## Lines of data
■ ■ ■ ■

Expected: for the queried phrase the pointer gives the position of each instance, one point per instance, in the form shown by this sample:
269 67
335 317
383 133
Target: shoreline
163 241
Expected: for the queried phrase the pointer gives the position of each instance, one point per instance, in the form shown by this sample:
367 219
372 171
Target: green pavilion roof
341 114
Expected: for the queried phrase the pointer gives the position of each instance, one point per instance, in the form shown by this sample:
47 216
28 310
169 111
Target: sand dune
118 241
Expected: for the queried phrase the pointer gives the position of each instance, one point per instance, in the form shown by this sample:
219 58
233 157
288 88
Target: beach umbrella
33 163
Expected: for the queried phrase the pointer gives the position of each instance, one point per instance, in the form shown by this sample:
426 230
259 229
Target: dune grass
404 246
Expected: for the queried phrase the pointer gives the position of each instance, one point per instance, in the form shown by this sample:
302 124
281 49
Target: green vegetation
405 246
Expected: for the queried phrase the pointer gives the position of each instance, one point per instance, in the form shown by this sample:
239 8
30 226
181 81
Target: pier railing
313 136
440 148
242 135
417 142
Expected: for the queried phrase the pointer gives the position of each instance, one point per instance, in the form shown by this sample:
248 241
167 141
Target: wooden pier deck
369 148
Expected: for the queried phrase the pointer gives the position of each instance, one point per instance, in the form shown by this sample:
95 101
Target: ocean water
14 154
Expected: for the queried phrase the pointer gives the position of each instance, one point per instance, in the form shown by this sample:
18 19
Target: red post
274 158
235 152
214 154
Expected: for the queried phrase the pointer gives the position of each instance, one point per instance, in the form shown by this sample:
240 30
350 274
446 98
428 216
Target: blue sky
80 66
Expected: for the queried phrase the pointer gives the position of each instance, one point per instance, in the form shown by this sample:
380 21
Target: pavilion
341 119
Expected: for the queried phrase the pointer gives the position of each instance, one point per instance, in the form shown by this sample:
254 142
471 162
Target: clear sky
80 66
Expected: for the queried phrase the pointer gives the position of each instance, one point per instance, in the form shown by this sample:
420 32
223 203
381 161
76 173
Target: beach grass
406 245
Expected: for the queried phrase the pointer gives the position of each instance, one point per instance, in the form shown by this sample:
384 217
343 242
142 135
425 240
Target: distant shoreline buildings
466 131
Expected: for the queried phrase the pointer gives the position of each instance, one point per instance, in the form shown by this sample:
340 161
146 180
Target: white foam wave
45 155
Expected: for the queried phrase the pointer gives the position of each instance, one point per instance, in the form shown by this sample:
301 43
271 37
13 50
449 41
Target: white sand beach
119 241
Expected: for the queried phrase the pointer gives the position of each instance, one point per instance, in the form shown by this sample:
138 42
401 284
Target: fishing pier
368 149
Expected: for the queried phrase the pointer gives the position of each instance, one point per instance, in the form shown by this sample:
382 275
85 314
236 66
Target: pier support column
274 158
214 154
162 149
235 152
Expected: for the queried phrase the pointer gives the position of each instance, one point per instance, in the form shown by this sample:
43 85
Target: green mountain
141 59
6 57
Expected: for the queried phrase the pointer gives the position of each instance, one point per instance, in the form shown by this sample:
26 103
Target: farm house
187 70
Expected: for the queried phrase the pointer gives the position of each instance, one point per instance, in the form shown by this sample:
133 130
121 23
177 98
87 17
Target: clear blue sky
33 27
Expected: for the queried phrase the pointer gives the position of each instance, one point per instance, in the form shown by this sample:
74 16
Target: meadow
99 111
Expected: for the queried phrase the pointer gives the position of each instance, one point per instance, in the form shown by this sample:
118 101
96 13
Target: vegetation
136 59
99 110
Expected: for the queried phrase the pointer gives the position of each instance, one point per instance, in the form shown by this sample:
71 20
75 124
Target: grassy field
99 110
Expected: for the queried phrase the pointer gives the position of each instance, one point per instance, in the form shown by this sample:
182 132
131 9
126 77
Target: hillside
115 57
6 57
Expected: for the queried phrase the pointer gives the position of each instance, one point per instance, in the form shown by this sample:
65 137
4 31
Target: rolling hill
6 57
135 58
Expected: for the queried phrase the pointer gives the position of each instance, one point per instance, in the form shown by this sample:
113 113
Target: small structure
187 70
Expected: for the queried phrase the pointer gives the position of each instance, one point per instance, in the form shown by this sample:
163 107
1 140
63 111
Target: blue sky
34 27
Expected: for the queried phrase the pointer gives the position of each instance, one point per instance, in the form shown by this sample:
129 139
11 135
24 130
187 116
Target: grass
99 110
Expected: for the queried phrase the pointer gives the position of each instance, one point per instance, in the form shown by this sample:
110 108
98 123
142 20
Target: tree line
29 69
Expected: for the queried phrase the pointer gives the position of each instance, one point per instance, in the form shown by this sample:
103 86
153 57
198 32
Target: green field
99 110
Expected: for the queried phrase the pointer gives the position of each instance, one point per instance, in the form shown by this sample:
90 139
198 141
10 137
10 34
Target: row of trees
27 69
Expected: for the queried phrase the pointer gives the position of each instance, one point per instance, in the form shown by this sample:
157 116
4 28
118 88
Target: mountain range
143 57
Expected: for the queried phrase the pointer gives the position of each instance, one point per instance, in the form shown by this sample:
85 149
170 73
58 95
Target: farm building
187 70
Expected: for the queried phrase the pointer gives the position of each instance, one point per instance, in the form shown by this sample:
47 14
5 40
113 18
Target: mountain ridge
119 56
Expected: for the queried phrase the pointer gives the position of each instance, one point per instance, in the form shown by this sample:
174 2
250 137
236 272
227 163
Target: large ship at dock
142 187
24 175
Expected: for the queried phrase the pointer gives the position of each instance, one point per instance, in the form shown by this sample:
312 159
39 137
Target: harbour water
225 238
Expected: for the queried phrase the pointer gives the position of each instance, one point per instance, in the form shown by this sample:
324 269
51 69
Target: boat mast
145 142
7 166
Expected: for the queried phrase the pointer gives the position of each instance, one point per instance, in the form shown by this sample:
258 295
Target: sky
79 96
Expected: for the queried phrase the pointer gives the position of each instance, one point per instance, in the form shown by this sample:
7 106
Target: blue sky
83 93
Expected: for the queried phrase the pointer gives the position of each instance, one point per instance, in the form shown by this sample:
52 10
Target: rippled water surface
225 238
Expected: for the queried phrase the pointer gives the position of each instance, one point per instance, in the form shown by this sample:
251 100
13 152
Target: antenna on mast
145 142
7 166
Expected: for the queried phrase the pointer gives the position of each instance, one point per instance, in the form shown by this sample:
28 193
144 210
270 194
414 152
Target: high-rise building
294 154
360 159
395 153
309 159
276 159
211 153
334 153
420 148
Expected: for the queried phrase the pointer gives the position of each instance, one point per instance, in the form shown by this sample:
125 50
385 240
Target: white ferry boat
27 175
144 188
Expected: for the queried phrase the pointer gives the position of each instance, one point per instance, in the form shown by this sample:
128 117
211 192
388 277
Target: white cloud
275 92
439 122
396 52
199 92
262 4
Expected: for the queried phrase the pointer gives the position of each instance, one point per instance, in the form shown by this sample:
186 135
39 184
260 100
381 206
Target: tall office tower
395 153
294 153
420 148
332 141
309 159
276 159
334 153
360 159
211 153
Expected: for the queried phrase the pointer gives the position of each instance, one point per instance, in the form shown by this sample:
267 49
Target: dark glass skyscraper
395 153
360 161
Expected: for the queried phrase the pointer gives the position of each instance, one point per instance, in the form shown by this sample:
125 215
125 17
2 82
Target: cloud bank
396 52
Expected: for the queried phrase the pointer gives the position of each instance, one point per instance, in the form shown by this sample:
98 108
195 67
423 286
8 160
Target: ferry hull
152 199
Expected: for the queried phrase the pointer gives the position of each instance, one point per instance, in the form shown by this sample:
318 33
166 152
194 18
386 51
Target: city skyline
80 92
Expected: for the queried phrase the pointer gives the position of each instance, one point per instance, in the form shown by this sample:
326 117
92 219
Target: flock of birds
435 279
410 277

■ ■ ■ ■

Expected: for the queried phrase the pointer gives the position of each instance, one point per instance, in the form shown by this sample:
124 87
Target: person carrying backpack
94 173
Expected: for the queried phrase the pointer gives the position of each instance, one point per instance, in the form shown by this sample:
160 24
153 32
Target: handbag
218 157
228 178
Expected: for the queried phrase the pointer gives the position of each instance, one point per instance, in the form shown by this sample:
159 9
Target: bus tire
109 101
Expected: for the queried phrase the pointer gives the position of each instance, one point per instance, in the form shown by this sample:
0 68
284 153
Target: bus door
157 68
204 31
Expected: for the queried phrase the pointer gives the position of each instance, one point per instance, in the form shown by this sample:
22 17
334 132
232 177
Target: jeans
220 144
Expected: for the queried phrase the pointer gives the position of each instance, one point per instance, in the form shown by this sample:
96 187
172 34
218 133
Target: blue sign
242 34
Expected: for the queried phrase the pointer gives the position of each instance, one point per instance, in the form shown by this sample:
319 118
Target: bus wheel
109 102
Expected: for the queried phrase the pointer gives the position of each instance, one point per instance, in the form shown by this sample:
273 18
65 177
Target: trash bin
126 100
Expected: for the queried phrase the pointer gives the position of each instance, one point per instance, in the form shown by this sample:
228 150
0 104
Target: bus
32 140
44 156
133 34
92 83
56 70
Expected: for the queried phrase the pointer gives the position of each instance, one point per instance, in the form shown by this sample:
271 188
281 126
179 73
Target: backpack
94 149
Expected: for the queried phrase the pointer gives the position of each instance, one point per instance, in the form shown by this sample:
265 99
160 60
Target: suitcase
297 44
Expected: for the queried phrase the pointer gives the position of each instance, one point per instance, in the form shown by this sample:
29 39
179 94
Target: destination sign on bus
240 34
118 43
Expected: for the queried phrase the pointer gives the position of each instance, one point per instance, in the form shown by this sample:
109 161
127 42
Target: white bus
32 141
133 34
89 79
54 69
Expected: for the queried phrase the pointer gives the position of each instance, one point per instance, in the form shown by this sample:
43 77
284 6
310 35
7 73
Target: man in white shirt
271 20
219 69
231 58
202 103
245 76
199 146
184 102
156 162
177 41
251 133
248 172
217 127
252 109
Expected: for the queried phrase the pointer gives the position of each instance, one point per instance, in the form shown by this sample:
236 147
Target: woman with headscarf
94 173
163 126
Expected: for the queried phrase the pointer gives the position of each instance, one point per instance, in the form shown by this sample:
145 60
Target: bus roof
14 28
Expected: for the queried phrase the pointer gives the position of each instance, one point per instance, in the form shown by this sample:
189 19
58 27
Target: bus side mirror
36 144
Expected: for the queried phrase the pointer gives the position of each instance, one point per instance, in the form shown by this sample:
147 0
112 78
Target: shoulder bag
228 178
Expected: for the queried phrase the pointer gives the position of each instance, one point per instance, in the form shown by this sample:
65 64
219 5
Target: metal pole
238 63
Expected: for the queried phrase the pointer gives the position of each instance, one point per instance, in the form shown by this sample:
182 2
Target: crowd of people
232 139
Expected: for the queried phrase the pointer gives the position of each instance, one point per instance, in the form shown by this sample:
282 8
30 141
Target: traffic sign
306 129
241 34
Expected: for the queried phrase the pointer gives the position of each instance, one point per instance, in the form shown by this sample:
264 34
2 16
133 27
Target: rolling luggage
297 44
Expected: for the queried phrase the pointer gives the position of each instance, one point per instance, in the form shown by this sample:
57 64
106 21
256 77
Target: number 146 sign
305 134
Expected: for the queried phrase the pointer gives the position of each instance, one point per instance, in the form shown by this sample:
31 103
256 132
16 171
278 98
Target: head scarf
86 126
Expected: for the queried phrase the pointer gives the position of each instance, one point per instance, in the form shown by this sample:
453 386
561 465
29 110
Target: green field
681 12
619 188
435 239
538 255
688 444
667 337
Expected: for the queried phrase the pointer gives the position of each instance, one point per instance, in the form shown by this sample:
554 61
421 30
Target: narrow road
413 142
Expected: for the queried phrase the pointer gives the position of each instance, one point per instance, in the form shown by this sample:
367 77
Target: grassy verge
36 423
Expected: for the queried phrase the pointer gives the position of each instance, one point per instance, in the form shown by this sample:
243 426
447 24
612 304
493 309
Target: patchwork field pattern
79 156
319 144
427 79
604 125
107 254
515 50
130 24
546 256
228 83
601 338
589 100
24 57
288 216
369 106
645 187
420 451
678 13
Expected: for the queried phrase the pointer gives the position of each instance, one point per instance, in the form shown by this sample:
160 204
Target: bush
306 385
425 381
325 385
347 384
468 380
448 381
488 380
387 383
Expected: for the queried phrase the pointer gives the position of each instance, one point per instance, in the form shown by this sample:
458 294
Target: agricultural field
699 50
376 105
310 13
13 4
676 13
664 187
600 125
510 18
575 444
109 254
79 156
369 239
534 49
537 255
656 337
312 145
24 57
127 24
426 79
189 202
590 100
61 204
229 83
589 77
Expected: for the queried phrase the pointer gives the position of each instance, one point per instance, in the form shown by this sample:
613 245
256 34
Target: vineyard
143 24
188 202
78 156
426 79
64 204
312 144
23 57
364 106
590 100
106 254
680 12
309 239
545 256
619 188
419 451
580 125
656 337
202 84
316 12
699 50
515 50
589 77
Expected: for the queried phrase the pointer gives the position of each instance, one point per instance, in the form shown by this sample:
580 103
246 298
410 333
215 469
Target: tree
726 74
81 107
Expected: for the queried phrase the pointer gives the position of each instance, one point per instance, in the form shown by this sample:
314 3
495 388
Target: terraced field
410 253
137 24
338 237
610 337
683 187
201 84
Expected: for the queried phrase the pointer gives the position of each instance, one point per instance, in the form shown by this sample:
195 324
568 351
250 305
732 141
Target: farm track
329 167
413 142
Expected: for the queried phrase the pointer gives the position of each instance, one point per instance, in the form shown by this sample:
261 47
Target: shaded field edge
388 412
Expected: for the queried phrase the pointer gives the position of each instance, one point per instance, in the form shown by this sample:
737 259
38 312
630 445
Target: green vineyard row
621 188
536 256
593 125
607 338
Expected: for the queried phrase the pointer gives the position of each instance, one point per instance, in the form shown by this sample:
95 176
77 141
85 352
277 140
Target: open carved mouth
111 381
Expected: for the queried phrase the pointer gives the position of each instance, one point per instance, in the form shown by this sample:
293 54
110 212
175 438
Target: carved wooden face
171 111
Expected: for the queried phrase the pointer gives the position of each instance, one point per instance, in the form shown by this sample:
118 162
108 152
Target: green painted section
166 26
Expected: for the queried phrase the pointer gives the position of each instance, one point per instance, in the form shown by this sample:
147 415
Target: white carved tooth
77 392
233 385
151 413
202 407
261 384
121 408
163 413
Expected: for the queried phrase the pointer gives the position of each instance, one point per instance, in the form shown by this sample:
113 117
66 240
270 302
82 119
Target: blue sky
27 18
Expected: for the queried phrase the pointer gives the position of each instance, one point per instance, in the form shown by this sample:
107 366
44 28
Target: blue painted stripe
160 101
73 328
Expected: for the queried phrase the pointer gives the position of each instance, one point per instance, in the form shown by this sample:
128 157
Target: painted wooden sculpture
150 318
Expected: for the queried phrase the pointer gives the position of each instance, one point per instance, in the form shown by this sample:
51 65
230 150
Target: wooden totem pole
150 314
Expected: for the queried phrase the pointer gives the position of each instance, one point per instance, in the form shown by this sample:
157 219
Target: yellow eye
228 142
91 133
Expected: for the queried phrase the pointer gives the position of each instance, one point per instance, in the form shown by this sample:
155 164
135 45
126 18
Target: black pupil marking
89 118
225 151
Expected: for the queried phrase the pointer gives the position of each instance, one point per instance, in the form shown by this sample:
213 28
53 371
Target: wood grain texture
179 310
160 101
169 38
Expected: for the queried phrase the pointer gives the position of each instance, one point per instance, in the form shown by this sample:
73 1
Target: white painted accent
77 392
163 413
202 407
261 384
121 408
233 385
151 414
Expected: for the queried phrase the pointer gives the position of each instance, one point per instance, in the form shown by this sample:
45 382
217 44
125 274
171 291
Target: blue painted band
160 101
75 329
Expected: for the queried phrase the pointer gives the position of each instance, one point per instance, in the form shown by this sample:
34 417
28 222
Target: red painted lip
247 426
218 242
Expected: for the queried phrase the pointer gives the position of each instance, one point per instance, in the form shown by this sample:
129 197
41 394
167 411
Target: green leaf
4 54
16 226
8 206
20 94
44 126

■ ■ ■ ■

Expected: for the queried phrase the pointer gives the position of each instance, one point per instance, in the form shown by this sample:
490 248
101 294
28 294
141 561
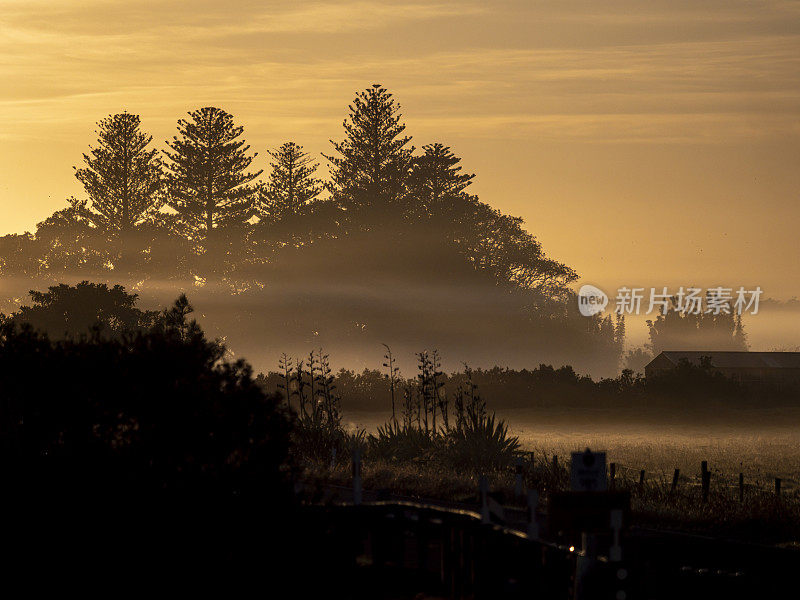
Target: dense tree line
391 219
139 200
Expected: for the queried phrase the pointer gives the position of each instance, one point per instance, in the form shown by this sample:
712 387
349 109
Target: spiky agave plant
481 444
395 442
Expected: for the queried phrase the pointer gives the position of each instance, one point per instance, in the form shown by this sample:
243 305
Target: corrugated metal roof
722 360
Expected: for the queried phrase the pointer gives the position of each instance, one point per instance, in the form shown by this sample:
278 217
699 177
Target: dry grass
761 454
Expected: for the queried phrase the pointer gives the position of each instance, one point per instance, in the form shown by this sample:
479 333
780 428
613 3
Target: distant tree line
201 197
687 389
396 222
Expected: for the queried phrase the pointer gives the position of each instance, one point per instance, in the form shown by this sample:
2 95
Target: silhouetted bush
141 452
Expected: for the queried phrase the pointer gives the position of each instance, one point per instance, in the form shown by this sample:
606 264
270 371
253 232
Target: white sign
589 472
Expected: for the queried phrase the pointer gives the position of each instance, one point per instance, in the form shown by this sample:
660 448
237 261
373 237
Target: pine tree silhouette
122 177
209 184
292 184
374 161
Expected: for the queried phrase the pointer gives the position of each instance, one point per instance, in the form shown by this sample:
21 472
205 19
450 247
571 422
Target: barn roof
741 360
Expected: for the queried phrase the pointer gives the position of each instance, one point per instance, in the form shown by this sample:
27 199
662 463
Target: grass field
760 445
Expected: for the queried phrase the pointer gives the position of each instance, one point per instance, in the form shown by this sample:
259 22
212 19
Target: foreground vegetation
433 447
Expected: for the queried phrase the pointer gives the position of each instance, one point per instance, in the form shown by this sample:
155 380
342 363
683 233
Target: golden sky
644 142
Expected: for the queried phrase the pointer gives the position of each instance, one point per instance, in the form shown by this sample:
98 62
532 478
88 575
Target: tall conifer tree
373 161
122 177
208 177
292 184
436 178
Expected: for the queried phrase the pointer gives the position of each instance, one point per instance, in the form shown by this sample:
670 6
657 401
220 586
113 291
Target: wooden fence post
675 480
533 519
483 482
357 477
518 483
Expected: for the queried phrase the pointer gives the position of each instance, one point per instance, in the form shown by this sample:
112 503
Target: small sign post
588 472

■ ■ ■ ■

## The request
From the records above, extract each line that contains the string "post", matching its case.

## Written response
Target: red post
Target: wooden fence post
Target: small sign post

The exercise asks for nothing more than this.